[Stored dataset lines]
────────────────────

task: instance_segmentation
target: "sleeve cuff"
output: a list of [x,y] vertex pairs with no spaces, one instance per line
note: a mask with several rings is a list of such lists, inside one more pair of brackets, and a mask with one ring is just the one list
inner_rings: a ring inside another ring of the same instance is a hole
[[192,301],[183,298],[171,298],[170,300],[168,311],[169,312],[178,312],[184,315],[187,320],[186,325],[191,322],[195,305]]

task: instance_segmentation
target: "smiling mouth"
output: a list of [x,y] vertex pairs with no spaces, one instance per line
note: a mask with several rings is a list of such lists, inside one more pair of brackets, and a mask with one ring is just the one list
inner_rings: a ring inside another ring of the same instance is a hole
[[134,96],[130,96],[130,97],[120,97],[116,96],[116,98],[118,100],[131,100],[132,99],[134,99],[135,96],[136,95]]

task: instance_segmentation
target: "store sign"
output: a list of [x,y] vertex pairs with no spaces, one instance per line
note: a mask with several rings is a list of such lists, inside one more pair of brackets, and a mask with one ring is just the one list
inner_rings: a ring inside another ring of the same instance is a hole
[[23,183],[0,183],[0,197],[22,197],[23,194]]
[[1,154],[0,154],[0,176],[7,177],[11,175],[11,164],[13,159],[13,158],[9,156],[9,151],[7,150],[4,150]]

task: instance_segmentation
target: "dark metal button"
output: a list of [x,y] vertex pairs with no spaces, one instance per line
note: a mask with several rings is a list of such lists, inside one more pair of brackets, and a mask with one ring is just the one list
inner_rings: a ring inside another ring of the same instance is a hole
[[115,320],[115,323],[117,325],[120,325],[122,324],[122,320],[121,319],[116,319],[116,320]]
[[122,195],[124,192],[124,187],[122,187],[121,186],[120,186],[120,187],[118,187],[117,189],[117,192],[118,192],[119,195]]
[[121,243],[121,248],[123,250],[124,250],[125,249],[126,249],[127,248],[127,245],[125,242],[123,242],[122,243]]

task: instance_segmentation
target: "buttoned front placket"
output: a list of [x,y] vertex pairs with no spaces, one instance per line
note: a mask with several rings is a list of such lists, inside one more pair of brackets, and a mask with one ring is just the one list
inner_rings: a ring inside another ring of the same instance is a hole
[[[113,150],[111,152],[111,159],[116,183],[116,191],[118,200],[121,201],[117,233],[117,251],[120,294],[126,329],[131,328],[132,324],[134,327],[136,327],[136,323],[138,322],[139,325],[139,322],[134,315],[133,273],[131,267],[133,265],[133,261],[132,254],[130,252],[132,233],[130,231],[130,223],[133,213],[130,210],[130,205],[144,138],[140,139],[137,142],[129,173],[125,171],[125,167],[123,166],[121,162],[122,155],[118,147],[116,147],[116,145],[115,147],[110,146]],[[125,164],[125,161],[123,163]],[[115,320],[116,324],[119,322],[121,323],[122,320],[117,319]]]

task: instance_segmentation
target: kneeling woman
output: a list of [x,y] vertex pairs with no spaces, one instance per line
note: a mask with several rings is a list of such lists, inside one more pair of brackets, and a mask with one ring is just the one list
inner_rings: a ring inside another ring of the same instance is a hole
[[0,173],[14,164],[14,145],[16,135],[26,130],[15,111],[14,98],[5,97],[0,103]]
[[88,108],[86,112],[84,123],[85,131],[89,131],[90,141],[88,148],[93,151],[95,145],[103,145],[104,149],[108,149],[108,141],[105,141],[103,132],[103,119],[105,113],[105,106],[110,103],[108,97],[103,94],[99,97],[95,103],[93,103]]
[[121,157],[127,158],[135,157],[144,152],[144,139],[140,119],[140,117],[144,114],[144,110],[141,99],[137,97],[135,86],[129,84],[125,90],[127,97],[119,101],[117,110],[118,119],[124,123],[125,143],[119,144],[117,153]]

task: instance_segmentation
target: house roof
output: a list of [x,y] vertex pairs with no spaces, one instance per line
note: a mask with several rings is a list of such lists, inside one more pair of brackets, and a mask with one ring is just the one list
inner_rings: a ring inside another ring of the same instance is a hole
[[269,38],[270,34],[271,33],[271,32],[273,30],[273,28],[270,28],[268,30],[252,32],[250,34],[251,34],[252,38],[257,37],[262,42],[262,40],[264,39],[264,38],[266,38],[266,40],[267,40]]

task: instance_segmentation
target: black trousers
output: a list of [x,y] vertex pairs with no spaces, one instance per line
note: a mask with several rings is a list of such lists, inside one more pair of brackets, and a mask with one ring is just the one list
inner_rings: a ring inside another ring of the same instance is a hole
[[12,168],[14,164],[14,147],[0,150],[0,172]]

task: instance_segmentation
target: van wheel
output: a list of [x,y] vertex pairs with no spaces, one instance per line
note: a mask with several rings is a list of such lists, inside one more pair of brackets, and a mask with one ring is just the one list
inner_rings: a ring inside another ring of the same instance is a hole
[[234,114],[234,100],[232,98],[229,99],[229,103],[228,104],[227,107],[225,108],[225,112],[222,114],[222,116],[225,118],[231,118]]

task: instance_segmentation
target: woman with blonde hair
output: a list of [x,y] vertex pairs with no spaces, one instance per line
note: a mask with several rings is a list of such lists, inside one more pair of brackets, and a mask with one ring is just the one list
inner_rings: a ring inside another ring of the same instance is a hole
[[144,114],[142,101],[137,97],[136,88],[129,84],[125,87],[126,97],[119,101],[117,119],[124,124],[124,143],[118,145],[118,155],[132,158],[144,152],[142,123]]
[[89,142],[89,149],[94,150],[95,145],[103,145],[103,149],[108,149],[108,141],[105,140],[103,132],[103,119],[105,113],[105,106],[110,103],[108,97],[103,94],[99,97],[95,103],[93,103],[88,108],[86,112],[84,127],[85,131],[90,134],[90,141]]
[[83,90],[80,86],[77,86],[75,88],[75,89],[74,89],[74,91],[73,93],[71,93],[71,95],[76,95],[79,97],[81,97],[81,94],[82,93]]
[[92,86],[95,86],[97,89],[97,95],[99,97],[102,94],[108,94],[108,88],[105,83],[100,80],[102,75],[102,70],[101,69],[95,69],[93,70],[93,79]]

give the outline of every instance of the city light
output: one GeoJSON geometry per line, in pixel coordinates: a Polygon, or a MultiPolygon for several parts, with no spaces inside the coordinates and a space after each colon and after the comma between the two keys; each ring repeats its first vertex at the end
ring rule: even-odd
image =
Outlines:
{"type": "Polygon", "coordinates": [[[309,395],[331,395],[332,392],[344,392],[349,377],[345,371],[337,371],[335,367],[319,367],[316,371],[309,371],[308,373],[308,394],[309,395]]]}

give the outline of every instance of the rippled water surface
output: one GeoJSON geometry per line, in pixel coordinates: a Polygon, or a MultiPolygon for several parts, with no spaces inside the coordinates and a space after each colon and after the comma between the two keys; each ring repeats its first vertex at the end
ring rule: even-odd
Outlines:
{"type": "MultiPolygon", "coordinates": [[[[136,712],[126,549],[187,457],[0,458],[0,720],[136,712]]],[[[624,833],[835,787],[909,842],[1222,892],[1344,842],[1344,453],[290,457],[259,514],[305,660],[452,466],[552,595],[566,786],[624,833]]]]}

────────────────────

Written instruction
Please turn the lines from the one containing "give the outline of every instance of the city" through the last line into a two-column CSV with the header input,output. Give one row per outline, with the text that asks for it under input and the outline itself under output, each field in double quotes and with line breaks replaced by spaces.

Solution to the problem
input,output
"give the outline of every instance of the city light output: one GeoJSON geometry per line, in pixel coordinates: a Polygon, or a MultiPolygon for several parts, with no spaces inside the coordinates and a space after each colon and after the comma between the two keys; each ring repeats its first vertex at the end ring rule: even-odd image = Outlines:","{""type"": ""Polygon"", ""coordinates"": [[[309,395],[331,395],[332,392],[344,392],[349,377],[345,371],[337,371],[335,367],[319,367],[316,371],[309,371],[308,373],[308,394],[309,395]]]}"
"give the outline of every instance of the rippled water surface output: one GeoJSON geometry per line, in pixel coordinates: a Polygon, or a MultiPolygon for several parts, with no spaces inside the coordinates and a space after each colon and after the comma between the two keys; each ring repeats its first vertex at the end ring rule: even-odd Outlines:","{""type"": ""MultiPolygon"", ""coordinates"": [[[[136,712],[126,549],[187,457],[0,458],[0,720],[136,712]]],[[[624,833],[835,787],[909,842],[1222,892],[1344,842],[1344,453],[290,457],[259,514],[305,660],[452,466],[552,595],[566,786],[624,833]]]]}"